The problem
Repeat all of the data precisely.

## BEGIN

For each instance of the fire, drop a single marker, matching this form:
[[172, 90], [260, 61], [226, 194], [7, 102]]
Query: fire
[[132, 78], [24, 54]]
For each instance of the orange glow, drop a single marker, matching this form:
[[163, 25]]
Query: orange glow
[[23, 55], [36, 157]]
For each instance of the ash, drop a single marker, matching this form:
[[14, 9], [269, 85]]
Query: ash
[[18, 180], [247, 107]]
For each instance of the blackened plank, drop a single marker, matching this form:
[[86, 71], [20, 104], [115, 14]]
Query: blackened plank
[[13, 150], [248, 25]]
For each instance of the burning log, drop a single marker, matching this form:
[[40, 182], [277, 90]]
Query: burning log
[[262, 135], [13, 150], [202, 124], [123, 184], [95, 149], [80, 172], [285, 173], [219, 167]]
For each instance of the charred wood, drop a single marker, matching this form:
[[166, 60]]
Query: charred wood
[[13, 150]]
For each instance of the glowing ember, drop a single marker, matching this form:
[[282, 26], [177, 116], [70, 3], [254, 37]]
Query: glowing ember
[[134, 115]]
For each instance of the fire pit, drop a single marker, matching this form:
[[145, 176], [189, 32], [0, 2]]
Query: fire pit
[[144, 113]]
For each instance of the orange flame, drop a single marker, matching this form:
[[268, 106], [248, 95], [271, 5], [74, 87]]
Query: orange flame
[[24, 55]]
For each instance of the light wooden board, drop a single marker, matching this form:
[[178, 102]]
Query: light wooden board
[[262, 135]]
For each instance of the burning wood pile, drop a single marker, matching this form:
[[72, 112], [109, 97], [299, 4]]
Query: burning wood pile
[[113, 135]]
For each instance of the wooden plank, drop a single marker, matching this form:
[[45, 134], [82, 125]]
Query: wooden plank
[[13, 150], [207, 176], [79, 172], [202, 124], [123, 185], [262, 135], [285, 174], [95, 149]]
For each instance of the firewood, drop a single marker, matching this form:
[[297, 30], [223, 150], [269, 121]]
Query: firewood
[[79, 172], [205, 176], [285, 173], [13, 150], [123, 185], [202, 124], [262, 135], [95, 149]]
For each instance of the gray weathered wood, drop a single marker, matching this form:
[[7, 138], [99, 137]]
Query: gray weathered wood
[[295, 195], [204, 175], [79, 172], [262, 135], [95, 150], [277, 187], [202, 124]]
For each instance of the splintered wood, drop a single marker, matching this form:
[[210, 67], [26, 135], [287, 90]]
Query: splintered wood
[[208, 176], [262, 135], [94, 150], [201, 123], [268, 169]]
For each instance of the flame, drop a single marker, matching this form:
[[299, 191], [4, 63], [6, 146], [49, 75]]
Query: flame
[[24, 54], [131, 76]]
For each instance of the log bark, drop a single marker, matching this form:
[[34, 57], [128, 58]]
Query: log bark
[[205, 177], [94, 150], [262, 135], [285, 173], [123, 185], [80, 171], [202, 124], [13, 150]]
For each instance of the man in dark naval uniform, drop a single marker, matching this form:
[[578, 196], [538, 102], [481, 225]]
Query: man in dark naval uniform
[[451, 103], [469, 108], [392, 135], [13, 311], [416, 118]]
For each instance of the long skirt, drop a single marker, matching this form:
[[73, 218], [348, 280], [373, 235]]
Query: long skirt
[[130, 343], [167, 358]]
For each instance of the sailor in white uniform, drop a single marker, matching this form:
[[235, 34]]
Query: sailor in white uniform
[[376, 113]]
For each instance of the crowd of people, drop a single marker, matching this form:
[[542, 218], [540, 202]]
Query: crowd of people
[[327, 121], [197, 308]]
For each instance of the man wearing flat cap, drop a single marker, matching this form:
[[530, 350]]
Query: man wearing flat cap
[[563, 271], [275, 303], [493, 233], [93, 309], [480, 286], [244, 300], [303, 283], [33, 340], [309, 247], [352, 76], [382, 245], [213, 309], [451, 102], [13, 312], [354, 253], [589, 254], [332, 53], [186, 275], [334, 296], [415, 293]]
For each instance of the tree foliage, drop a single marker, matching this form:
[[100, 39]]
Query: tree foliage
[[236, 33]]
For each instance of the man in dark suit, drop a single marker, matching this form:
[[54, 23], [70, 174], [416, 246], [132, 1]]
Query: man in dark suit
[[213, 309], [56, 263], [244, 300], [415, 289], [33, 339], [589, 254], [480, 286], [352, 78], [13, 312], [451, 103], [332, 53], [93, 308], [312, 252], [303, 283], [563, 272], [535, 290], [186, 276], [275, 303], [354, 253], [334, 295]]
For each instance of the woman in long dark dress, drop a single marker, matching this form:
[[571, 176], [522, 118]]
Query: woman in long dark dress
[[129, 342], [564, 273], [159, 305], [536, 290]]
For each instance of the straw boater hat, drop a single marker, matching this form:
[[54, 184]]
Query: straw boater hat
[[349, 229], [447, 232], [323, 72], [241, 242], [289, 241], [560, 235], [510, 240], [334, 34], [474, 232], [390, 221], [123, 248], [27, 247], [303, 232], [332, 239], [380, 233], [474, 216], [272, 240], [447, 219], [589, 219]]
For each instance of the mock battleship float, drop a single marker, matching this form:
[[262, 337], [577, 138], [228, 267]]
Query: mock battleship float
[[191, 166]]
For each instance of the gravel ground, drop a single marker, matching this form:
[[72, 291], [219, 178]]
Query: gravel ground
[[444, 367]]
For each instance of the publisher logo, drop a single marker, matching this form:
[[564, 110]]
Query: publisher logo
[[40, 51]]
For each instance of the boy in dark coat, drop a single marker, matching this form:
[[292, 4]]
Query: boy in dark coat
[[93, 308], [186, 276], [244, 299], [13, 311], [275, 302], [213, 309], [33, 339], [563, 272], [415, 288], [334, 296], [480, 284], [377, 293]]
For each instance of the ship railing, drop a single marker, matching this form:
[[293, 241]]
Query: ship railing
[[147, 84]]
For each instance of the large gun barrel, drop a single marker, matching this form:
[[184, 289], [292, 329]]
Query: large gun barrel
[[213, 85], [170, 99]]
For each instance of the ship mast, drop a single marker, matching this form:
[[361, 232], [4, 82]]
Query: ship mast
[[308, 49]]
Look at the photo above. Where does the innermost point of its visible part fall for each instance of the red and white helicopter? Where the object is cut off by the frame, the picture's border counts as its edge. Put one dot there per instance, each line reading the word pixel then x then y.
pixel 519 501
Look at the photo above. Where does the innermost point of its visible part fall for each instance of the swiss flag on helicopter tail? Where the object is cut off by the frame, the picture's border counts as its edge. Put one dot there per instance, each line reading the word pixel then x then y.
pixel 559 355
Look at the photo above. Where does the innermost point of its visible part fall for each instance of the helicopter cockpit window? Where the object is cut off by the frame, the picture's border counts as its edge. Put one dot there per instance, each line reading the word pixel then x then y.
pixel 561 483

## END

Written solution
For each instance of the fire, drop a single marker, matching this form:
[[172, 90], [260, 61], [226, 194], [7, 102]]
Query: fire
[[132, 78], [24, 54]]
For each instance of the orange glow, drop a single marker, matching this form:
[[163, 25]]
Query: orange glow
[[23, 55], [36, 157]]
For each instance of the ash, drop a single marker, matching this form:
[[14, 9], [269, 85]]
Query: ash
[[18, 180], [247, 107]]
For each instance of the blackened plank, drop a single marker, matching this form:
[[86, 71], [20, 104], [115, 14]]
Query: blackened plank
[[13, 150], [248, 25]]
For each instance of the burning log, drop a single marker, matching this form:
[[40, 182], [277, 90]]
Query: burning log
[[262, 135], [13, 150], [202, 124], [123, 184], [95, 149], [80, 172], [285, 173], [219, 167]]
For each instance of the charred wood, drop a single marker, matching this form:
[[166, 60]]
Query: charred wood
[[13, 150]]
For each instance of the glowing ember, drop a single marker, matching this form:
[[282, 26], [177, 116], [70, 3], [254, 37]]
Query: glowing ember
[[134, 115]]
For each instance of the fire pit, drop a single marker, matching this form:
[[145, 176], [189, 32], [0, 2]]
Query: fire pit
[[144, 113]]
For each instance of the orange flame, drop a single marker, matching this form:
[[268, 106], [248, 95], [271, 5], [74, 87]]
Query: orange flame
[[24, 55]]
For each instance of the light wooden board, drop a single marker, matching this form:
[[178, 102]]
Query: light wooden board
[[262, 135]]
For each instance of the burning wood pile, drop a single marker, matching this form:
[[72, 112], [109, 97], [299, 4]]
Query: burning wood pile
[[113, 135]]
For each instance of the wooden plank, drop a single marker, matching this form:
[[45, 134], [82, 125]]
Query: wooden plank
[[13, 150], [207, 176], [79, 172], [202, 124], [123, 185], [262, 135], [285, 174], [95, 149]]
For each instance of the firewood, drop a single marker, matching this form:
[[297, 30], [223, 150], [269, 121]]
Query: firewood
[[79, 172], [205, 176], [285, 173], [13, 150], [123, 185], [202, 124], [262, 135], [95, 149]]
For each instance of the gray weathered wood, drop a single marker, matching this form:
[[7, 138], [99, 137]]
Query: gray weathered wood
[[295, 195], [204, 175], [79, 172], [262, 135], [95, 150], [277, 187], [202, 124]]
For each instance of the splintered wood, drop a single marker, matching this form:
[[210, 67], [26, 135], [287, 90]]
Query: splintered wood
[[208, 176], [262, 135], [94, 150], [201, 123], [268, 169]]
For each instance of the flame, drop a single marker, matching this form:
[[299, 191], [4, 63], [6, 146], [49, 75]]
Query: flame
[[24, 54], [131, 76]]
For each instance of the log bark, drop a single marker, matching this form:
[[34, 57], [128, 58]]
Query: log bark
[[205, 177], [94, 150], [262, 135], [285, 173], [123, 185], [80, 171], [202, 124], [13, 150]]
For each instance of the man in dark naval uniform, drop a single marker, matching this form:
[[578, 196], [538, 102], [481, 225]]
Query: man in dark naval uniform
[[451, 103], [469, 108], [392, 135], [13, 311], [416, 118]]
For each instance of the long skirt, drop a single marker, matching this form:
[[73, 218], [348, 280], [373, 235]]
Query: long skirt
[[130, 343], [167, 358]]
For each instance of the sailor in white uniform, drop a single marker, matching this form:
[[235, 34]]
Query: sailor in white uniform
[[376, 113]]
For each instance of the crowd of people, drop a single marker, matching this form:
[[542, 218], [540, 202]]
Query: crowd of people
[[327, 121], [197, 308]]
For each instance of the man wearing flat cap, drop a single marker, matching this form:
[[530, 350]]
Query: man wearing flat cap
[[563, 271], [275, 303], [493, 233], [93, 309], [480, 286], [244, 300], [303, 283], [33, 340], [309, 247], [352, 76], [382, 245], [213, 309], [451, 102], [13, 312], [354, 253], [589, 254], [332, 53], [186, 275], [334, 296], [415, 293]]
For each instance of the tree foliage, drop a single marker, matching this form:
[[100, 39]]
Query: tree foliage
[[236, 33]]
For each instance of the man in dark suit, drop a single marker, matching this form:
[[54, 23], [70, 174], [416, 246], [132, 1]]
Query: man in dark suit
[[213, 309], [56, 263], [244, 300], [415, 289], [33, 339], [589, 254], [480, 286], [352, 78], [13, 312], [451, 103], [332, 53], [93, 308], [312, 252], [303, 283], [563, 272], [535, 290], [186, 276], [275, 303], [354, 253], [334, 295]]
For each instance of the woman in long dark dress, drop a single marker, matching this form:
[[571, 176], [522, 118]]
Query: woman in long dark dress
[[129, 342], [564, 273], [159, 305], [536, 290]]
For each instance of the straw boater hat, drop a single marker, matching this form:
[[54, 184]]
Query: straw boater hat
[[349, 229], [447, 232], [323, 72], [241, 242], [289, 241], [560, 235], [510, 240], [334, 34], [474, 232], [390, 221], [123, 248], [27, 247], [303, 232], [332, 239], [380, 233], [474, 216], [272, 240], [447, 219], [589, 219]]
For each instance of the mock battleship float, drop a single marker, matching this form:
[[262, 337], [577, 138], [228, 267]]
Query: mock battleship float
[[191, 166]]
For each instance of the gravel ground, drop a single marker, matching this form:
[[72, 291], [219, 178]]
Query: gravel ground
[[444, 367]]
For each instance of the publisher logo, drop a single marker, matching this form:
[[564, 110]]
Query: publisher logo
[[40, 51]]
For each instance of the boy in dark coat, drop a single marker, matching this form:
[[292, 4]]
Query: boy in dark coat
[[93, 308], [186, 276], [244, 299], [13, 311], [275, 302], [213, 309], [33, 339], [563, 272], [415, 288], [334, 296], [480, 284], [377, 293]]
For each instance of the ship railing, drop a single marker, matching this form:
[[293, 241]]
Query: ship railing
[[147, 84]]
For each instance of the large gun barrel, drop a single marker, matching this form:
[[184, 289], [292, 329]]
Query: large gun barrel
[[213, 85], [170, 99]]
For each instance of the ship mast, drop a single marker, matching this form:
[[361, 232], [4, 82]]
Query: ship mast
[[308, 49]]
Look at the photo above. Where does the innermost point of its visible part fall for each instance of the red and white helicopter? Where the object is cut off by the frame, the picture's border counts as its edge. Put one dot there per instance, each line reading the word pixel then x then y.
pixel 519 501
Look at the photo above. Where does the innermost point of its visible part fall for each instance of the swiss flag on helicopter tail? Where the object is cut off by the frame, the picture's border counts as its edge. Put one dot there per instance, each line reading the word pixel then x then y.
pixel 559 355
Look at the photo above. Where does the innermost point of its visible part fall for each instance of the helicopter cockpit window? Where the object is cut off by the frame, the picture's border counts as its edge. Put one dot there per instance, each line reading the word pixel then x then y.
pixel 561 483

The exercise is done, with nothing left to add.